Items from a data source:
★ ★ ★ ★ ★ ★ ★

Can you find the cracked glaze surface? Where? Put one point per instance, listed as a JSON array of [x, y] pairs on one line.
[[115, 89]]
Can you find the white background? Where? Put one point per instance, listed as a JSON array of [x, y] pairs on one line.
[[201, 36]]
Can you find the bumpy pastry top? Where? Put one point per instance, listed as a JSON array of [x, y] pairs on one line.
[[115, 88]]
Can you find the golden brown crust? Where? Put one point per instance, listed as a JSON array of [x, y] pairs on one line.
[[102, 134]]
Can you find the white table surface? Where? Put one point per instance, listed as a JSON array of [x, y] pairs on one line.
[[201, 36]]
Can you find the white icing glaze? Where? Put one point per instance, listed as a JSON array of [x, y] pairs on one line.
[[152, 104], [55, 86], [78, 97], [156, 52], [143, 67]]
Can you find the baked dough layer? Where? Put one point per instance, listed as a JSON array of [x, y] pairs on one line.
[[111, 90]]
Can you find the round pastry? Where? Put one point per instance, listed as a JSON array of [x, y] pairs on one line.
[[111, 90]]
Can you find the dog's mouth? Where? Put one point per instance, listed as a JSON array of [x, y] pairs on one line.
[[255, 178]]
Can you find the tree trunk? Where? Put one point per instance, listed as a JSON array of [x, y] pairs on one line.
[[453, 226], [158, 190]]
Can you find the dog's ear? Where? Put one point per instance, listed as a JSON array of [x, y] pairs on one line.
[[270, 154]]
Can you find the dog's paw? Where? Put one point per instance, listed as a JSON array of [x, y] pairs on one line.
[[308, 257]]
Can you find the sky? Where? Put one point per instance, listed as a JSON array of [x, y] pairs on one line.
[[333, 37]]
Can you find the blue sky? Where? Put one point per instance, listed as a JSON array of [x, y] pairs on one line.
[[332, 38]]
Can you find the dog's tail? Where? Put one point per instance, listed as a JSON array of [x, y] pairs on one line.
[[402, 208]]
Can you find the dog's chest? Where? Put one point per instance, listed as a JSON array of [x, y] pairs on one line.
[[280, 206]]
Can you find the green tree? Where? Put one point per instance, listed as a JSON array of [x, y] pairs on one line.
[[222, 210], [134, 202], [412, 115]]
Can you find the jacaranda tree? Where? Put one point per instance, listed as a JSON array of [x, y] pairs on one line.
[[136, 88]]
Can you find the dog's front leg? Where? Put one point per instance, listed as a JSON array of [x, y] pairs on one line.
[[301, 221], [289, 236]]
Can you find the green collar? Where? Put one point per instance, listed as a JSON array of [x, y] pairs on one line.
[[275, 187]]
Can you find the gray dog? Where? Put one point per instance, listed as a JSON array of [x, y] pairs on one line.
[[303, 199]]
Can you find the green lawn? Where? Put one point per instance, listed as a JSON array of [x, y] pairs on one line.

★ ★ ★ ★ ★ ★ ★

§ Problem to work on:
Print the entries once more, identical in every line.

§ Task result:
Can you find the cracked glaze surface? Where? Put one point per instance, listed as a JSON array of [x, y] pairs on one line.
[[115, 89]]
Can you find the white background? Where? Put one point per instance, listed as a JSON array of [x, y] pairs on one line.
[[201, 36]]
Can you find the bumpy pastry top? Where? Put one point per instance, listed as a JSON array of [x, y] pairs on one line.
[[115, 88]]
Can you find the golden brown crust? Where? Put one point per instance, listed as a JSON array of [x, y] pairs on one line.
[[102, 134]]
Can you find the white table surface? Where? Put one point per instance, listed as a JSON array of [x, y] pairs on one line.
[[201, 36]]
Can you find the white icing glaze? Where? Put one point per instance, listed as a JSON array of [x, y] pairs on one line.
[[152, 104], [55, 86], [78, 97], [156, 52], [143, 67]]
Can you find the baked dough layer? Where? Put one point per instance, listed as a JSON array of [x, y] pairs on one line.
[[111, 90]]
Can you find the round pastry? Where? Put one point per instance, listed as a JSON array of [x, y] pairs on one line.
[[111, 90]]
Can you find the dog's mouth? Where? Put one point per instance, listed as a JSON array of [x, y] pairs on one line.
[[255, 178]]
Can you find the tree trunk? Where? Put one point per instance, listed as a JSON array of [x, y] pairs on one line.
[[453, 226], [158, 190]]
Can you find the dog's ear? Where? Put one point per instance, listed as a JSON array of [x, y] pairs on one line.
[[270, 154]]
Can you find the dog's paw? Where? Put one point per instance, listed as a JSON array of [x, y] pairs on one line.
[[308, 257]]
Can you find the sky? Where? Put one point per instance, listed as a JSON array of [x, y] pairs on one line.
[[333, 37]]
Can you find the blue sky? Where? Put one point per instance, listed as a JSON array of [x, y] pairs on one line.
[[332, 38]]
Can you find the dog's tail? Where? Put one point per instance, listed as a JSON array of [x, y] pairs on one line.
[[402, 208]]
Can you find the dog's chest? Where? Put one point per instance, listed as a JSON array of [x, y] pairs on one line.
[[280, 206]]
Can you find the green tree? Where? Put one point per instance, listed as a JSON array of [x, y] pairs on one line.
[[222, 210], [134, 202], [412, 115]]
Can you find the jacaranda tree? Where? Put one point per instance, listed as a JSON array of [x, y] pairs on one line.
[[136, 88]]
Can you find the dog's front leg? Where? Put one point per instance, listed as a JSON array of [x, y] pairs on one line.
[[301, 221], [289, 236]]
Can you find the green collar? Where? Put one point per instance, listed as a JSON array of [x, y] pairs on one line.
[[275, 187]]
Can you find the gray dog? Where? Put one point per instance, listed as a JSON array of [x, y] pairs on one line.
[[303, 199]]
Can you find the green lawn? Where? Put one point per instance, listed as a JSON array of [x, y] pairs on one line.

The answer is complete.